Extend the bias correction and spatial disaggregation notebook below, picking up right after its final line.

Text segment:
■ ■ ■ ■
{
 "cells": [
  {
   "cell_type": "markdown",
   "id": "95e389fe",
   "metadata": {},
   "source": [
    "# BCSD: Bias Correction and Spatial Disaggregation\n",
    "\n",
    "## Setup\n",
    "\n",
    "First, let's import the necessary libraries."
   ]
  },
  {
   "cell_type": "code",
   "execution_count": null,
   "id": "2a80241b",
   "metadata": {},
   "outputs": [],
   "source": [
    "import matplotlib.pyplot as plt\n",
    "import numpy as np\n",
    "import scipy.stats\n",
    "import xarray as xr\n",
    "\n",
    "from skdownscale.pointwise_models import BcsdPrecipitation, BcsdTemperature"
   ]
  },
  {
   "cell_type": "markdown",
   "id": "315465ce",
   "metadata": {},
   "source": [
    "## Helper Functions for Visualization\n",
    "\n",
    "We'll define helper functions to visualize cumulative distribution functions (CDFs), which are useful for comparing the statistical properties of our input and downscaled data."
■ ■ ■ ■
Records:
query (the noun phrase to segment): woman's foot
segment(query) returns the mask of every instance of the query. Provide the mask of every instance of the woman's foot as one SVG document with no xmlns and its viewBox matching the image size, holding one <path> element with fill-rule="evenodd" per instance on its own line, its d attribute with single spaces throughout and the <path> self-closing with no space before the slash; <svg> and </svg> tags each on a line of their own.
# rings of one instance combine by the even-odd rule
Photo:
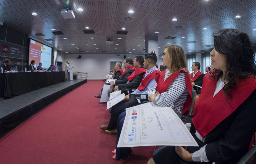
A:
<svg viewBox="0 0 256 164">
<path fill-rule="evenodd" d="M 112 150 L 112 153 L 113 153 L 114 154 L 115 154 L 116 153 L 116 149 L 115 149 L 115 150 Z"/>
</svg>

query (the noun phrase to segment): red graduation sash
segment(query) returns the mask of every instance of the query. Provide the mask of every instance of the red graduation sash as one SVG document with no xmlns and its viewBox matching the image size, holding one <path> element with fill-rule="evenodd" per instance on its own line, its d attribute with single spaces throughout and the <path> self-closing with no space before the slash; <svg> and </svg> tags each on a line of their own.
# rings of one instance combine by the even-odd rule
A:
<svg viewBox="0 0 256 164">
<path fill-rule="evenodd" d="M 144 78 L 146 74 L 144 74 L 142 78 L 142 80 L 141 81 L 141 83 L 140 86 L 138 87 L 138 89 L 139 91 L 141 91 L 146 87 L 146 86 L 148 83 L 150 81 L 153 79 L 153 78 L 155 77 L 158 74 L 161 72 L 160 71 L 158 70 L 156 70 L 153 71 L 153 72 L 148 74 L 147 76 Z"/>
<path fill-rule="evenodd" d="M 138 69 L 132 72 L 131 74 L 129 76 L 127 77 L 127 79 L 130 81 L 137 76 L 143 73 L 146 73 L 146 70 L 144 68 L 142 68 L 141 67 L 138 68 Z"/>
<path fill-rule="evenodd" d="M 186 79 L 186 86 L 189 93 L 181 112 L 181 114 L 183 114 L 188 109 L 192 103 L 192 85 L 191 85 L 191 79 L 189 76 L 189 73 L 186 70 L 180 70 L 177 72 L 167 77 L 165 81 L 163 82 L 164 78 L 164 75 L 165 74 L 166 70 L 165 70 L 157 75 L 155 77 L 155 79 L 157 83 L 157 86 L 156 88 L 156 90 L 159 93 L 165 92 L 167 91 L 168 87 L 175 79 L 179 74 L 179 72 L 181 71 L 183 71 L 187 73 Z"/>
<path fill-rule="evenodd" d="M 192 82 L 193 82 L 195 81 L 195 80 L 197 78 L 197 77 L 198 77 L 199 76 L 201 75 L 201 74 L 203 74 L 203 73 L 202 72 L 201 72 L 200 71 L 198 71 L 195 74 L 195 76 L 194 76 L 194 77 L 193 77 L 193 73 L 192 73 L 190 74 L 190 77 L 191 77 L 191 79 L 192 79 L 191 81 Z"/>
<path fill-rule="evenodd" d="M 192 119 L 196 130 L 203 137 L 232 114 L 256 89 L 256 79 L 250 76 L 238 84 L 235 90 L 230 92 L 231 99 L 226 97 L 223 88 L 213 97 L 217 78 L 209 79 L 210 75 L 207 74 L 204 78 L 203 88 L 195 105 Z"/>
</svg>

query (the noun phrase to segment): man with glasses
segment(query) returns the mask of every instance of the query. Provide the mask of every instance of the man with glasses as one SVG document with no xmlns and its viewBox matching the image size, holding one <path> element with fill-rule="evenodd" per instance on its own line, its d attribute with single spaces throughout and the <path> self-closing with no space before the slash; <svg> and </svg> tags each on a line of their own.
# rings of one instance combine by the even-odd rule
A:
<svg viewBox="0 0 256 164">
<path fill-rule="evenodd" d="M 6 58 L 4 59 L 3 63 L 2 63 L 0 66 L 0 68 L 2 67 L 3 68 L 3 71 L 4 72 L 5 72 L 5 70 L 7 70 L 7 72 L 12 72 L 12 71 L 11 70 L 9 65 L 10 64 L 10 59 Z"/>
</svg>

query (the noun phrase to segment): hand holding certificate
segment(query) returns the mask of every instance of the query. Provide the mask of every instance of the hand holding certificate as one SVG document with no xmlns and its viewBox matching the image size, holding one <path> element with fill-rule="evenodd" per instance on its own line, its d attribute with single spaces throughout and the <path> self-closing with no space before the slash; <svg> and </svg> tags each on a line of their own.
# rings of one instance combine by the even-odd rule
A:
<svg viewBox="0 0 256 164">
<path fill-rule="evenodd" d="M 135 107 L 127 109 L 126 112 L 117 147 L 198 146 L 171 108 Z"/>
</svg>

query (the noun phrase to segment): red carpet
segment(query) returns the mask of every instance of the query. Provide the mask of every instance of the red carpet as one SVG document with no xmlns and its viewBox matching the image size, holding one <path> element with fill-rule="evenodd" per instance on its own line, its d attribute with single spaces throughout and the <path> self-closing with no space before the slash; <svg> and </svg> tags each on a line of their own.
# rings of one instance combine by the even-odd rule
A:
<svg viewBox="0 0 256 164">
<path fill-rule="evenodd" d="M 112 159 L 116 135 L 99 128 L 110 113 L 93 96 L 103 84 L 87 80 L 0 139 L 0 163 L 146 163 L 153 146 L 135 147 L 121 161 Z"/>
</svg>

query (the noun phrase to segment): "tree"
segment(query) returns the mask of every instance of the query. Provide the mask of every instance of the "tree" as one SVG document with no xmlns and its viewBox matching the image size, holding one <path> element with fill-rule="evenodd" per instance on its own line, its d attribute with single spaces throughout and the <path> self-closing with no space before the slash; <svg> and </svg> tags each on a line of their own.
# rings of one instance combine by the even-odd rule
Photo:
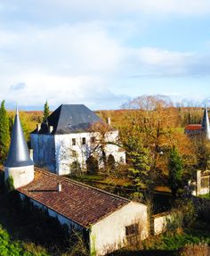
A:
<svg viewBox="0 0 210 256">
<path fill-rule="evenodd" d="M 9 117 L 5 110 L 5 101 L 0 107 L 0 161 L 5 161 L 10 145 Z"/>
<path fill-rule="evenodd" d="M 46 121 L 49 115 L 50 115 L 50 107 L 49 107 L 48 103 L 46 101 L 44 105 L 43 122 Z"/>
<path fill-rule="evenodd" d="M 176 199 L 178 189 L 182 187 L 182 160 L 178 150 L 173 147 L 168 159 L 168 186 L 172 191 L 173 202 Z"/>
<path fill-rule="evenodd" d="M 105 122 L 95 122 L 93 123 L 89 131 L 95 136 L 94 146 L 90 153 L 98 153 L 100 156 L 100 162 L 102 161 L 104 168 L 107 168 L 107 153 L 106 145 L 109 144 L 115 144 L 114 142 L 109 141 L 109 132 L 111 131 L 111 127 Z"/>
</svg>

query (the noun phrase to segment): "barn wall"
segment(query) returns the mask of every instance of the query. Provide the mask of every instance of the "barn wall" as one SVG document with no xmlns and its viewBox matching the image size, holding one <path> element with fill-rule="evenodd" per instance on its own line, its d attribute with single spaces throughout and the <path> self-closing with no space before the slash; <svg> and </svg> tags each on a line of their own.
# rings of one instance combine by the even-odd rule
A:
<svg viewBox="0 0 210 256">
<path fill-rule="evenodd" d="M 147 206 L 130 202 L 92 227 L 90 235 L 93 255 L 105 255 L 128 244 L 125 227 L 139 225 L 138 239 L 149 235 Z"/>
<path fill-rule="evenodd" d="M 36 165 L 46 167 L 55 172 L 55 145 L 53 135 L 31 134 L 31 148 Z"/>
<path fill-rule="evenodd" d="M 13 178 L 14 188 L 19 188 L 34 179 L 34 165 L 21 167 L 4 167 L 4 180 L 9 177 Z"/>
</svg>

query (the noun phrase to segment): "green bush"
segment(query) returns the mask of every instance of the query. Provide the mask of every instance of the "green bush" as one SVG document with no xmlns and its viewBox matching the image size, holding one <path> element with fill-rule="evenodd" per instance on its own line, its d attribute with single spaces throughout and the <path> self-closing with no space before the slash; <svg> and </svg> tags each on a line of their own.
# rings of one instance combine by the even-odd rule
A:
<svg viewBox="0 0 210 256">
<path fill-rule="evenodd" d="M 36 250 L 37 248 L 37 250 Z M 32 250 L 33 249 L 33 250 Z M 49 256 L 44 249 L 35 244 L 28 246 L 20 241 L 12 241 L 9 234 L 0 227 L 1 256 Z"/>
</svg>

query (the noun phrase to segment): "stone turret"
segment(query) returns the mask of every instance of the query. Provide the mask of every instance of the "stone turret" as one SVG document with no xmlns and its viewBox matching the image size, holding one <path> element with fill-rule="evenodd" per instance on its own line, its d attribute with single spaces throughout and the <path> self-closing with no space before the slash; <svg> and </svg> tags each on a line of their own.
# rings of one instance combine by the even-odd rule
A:
<svg viewBox="0 0 210 256">
<path fill-rule="evenodd" d="M 208 118 L 208 111 L 206 107 L 205 107 L 205 110 L 204 110 L 204 116 L 202 120 L 201 129 L 206 134 L 206 138 L 210 139 L 209 118 Z"/>
<path fill-rule="evenodd" d="M 9 177 L 13 178 L 14 188 L 23 186 L 34 179 L 34 162 L 30 159 L 24 138 L 18 108 L 12 128 L 9 153 L 4 163 L 5 181 Z"/>
</svg>

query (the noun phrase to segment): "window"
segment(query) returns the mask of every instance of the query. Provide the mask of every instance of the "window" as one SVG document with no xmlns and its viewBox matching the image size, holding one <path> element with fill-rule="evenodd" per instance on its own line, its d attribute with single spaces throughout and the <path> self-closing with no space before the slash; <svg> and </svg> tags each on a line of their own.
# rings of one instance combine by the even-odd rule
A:
<svg viewBox="0 0 210 256">
<path fill-rule="evenodd" d="M 83 138 L 82 138 L 82 144 L 83 144 L 83 145 L 85 145 L 85 144 L 86 144 L 86 139 L 85 139 L 85 137 L 83 137 Z"/>
<path fill-rule="evenodd" d="M 139 234 L 139 225 L 132 224 L 125 227 L 126 236 L 135 236 Z"/>
<path fill-rule="evenodd" d="M 95 143 L 95 136 L 91 137 L 91 143 Z"/>
<path fill-rule="evenodd" d="M 72 145 L 76 145 L 76 138 L 72 138 Z"/>
<path fill-rule="evenodd" d="M 139 242 L 140 232 L 139 225 L 132 224 L 125 227 L 125 235 L 127 239 L 127 244 L 130 245 L 137 244 Z"/>
</svg>

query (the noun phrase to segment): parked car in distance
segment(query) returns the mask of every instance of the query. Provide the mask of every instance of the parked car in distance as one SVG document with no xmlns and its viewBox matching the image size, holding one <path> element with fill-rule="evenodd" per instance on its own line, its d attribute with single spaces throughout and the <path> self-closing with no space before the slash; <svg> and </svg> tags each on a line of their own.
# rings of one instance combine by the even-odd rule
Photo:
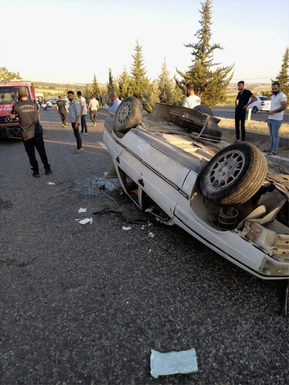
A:
<svg viewBox="0 0 289 385">
<path fill-rule="evenodd" d="M 252 109 L 252 112 L 254 114 L 257 114 L 258 111 L 269 112 L 271 106 L 271 98 L 268 96 L 257 96 L 256 97 L 257 100 L 250 104 L 247 110 L 249 111 L 250 109 Z M 249 99 L 249 102 L 251 99 L 252 98 Z"/>
</svg>

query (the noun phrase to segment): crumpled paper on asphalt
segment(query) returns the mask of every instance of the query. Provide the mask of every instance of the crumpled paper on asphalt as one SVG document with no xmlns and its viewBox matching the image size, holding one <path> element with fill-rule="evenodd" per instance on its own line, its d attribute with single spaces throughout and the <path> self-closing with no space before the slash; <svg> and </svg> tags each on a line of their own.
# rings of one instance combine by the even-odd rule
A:
<svg viewBox="0 0 289 385">
<path fill-rule="evenodd" d="M 181 352 L 160 353 L 152 349 L 150 374 L 157 378 L 159 376 L 175 373 L 191 373 L 198 370 L 194 349 Z"/>
<path fill-rule="evenodd" d="M 85 218 L 85 219 L 83 219 L 82 221 L 80 221 L 79 223 L 80 223 L 80 224 L 86 224 L 89 222 L 90 223 L 92 223 L 92 217 L 90 218 Z"/>
</svg>

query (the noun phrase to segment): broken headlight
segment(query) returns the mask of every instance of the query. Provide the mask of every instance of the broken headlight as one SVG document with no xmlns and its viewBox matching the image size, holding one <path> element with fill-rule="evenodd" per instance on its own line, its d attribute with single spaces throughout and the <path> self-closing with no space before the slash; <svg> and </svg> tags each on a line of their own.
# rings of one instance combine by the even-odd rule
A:
<svg viewBox="0 0 289 385">
<path fill-rule="evenodd" d="M 284 263 L 271 262 L 265 258 L 261 265 L 260 272 L 269 276 L 289 276 L 289 263 L 284 266 Z"/>
</svg>

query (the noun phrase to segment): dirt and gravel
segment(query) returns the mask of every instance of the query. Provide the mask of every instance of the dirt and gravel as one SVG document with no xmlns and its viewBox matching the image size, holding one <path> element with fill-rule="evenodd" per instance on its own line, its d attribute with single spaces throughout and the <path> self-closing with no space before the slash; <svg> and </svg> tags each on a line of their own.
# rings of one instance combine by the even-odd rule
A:
<svg viewBox="0 0 289 385">
<path fill-rule="evenodd" d="M 145 218 L 103 178 L 105 117 L 89 123 L 84 151 L 73 154 L 72 129 L 40 113 L 51 175 L 32 177 L 20 140 L 0 142 L 1 385 L 289 383 L 281 282 L 193 238 L 93 216 Z M 92 216 L 91 224 L 75 220 Z M 197 372 L 150 375 L 151 349 L 192 348 Z"/>
</svg>

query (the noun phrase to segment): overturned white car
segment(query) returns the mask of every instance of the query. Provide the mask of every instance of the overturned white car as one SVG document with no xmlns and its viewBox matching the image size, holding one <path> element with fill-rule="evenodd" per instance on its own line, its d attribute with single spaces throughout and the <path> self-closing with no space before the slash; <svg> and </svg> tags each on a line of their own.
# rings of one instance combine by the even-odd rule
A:
<svg viewBox="0 0 289 385">
<path fill-rule="evenodd" d="M 118 177 L 141 210 L 247 271 L 289 279 L 287 171 L 251 144 L 222 140 L 220 120 L 196 108 L 157 103 L 142 117 L 137 99 L 124 100 L 105 123 L 107 176 Z"/>
</svg>

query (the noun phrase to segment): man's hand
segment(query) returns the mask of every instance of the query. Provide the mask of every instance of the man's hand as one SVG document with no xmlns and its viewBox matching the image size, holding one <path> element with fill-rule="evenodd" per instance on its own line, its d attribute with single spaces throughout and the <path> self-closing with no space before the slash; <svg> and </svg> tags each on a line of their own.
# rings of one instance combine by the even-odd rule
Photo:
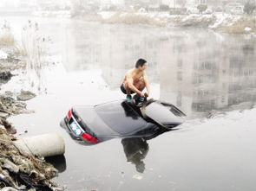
■ ■ ■ ■
Result of this task:
   ]
  },
  {
   "cell_type": "code",
   "execution_count": null,
   "id": "a9c67616",
   "metadata": {},
   "outputs": [],
   "source": [
    "def plot_cdf(ax=None, **kwargs):\n",
    "    \"\"\"Plot cumulative distribution function for multiple datasets.\n",
    "\n",
    "    Parameters\n",
    "    ----------\n",
    "    ax : matplotlib axis, optional\n",
    "        Axis to plot on\n",
    "    **kwargs : dict\n",
    "        Datasets to plot, where key is the label and value is the data\n",
    "    \"\"\"\n",
    "    if ax:\n",
    "        plt.sca(ax)\n",
    "    else:\n",
    "        ax = plt.gca()\n",
    "\n",
    "    for label, X in kwargs.items():\n",
    "        vals = np.sort(X, axis=0)\n",
    "        pp = scipy.stats.mstats.plotting_positions(vals)\n",
    "        ax.plot(pp, vals, label=label)\n",
    "    ax.legend()\n",
    "    ax.set_xlabel('Cumulative Probability')\n",
    "    ax.set_ylabel('Value')\n",
    "    return ax\n",
    "\n",
    "\n",
    "def plot_cdf_by_month(**kwargs):\n",
    "    \"\"\"Plot CDFs separately for each month of the year.\n",
    "\n",
    "    Parameters\n",
    "    ----------\n",
    "    **kwargs : dict\n",
    "        Datasets to plot, where key is the label and value is the data\n",
    "    \"\"\"\n",
    "    fig, axes = plt.subplots(4, 3, sharex=True, sharey=False, figsize=(12, 8))\n",
    "    fig.suptitle('CDFs by Month', fontsize=14)\n",
    "\n",
    "    for label, X in kwargs.items():\n",
    "        for month, ax in zip(range(1, 13), axes.flat):\n",
    "            vals = np.sort(X[X.index.month == month], axis=0)\n",
    "            pp = scipy.stats.mstats.plotting_positions(vals)\n",
    "            ax.plot(pp, vals, label=label)\n",
    "            ax.set_title(f'Month {month}')\n",
    "\n",
    "    # Add legend to last subplot\n",
    "    axes.flat[-1].legend()\n",
    "    fig.tight_layout()\n",
    "    return fig, axes"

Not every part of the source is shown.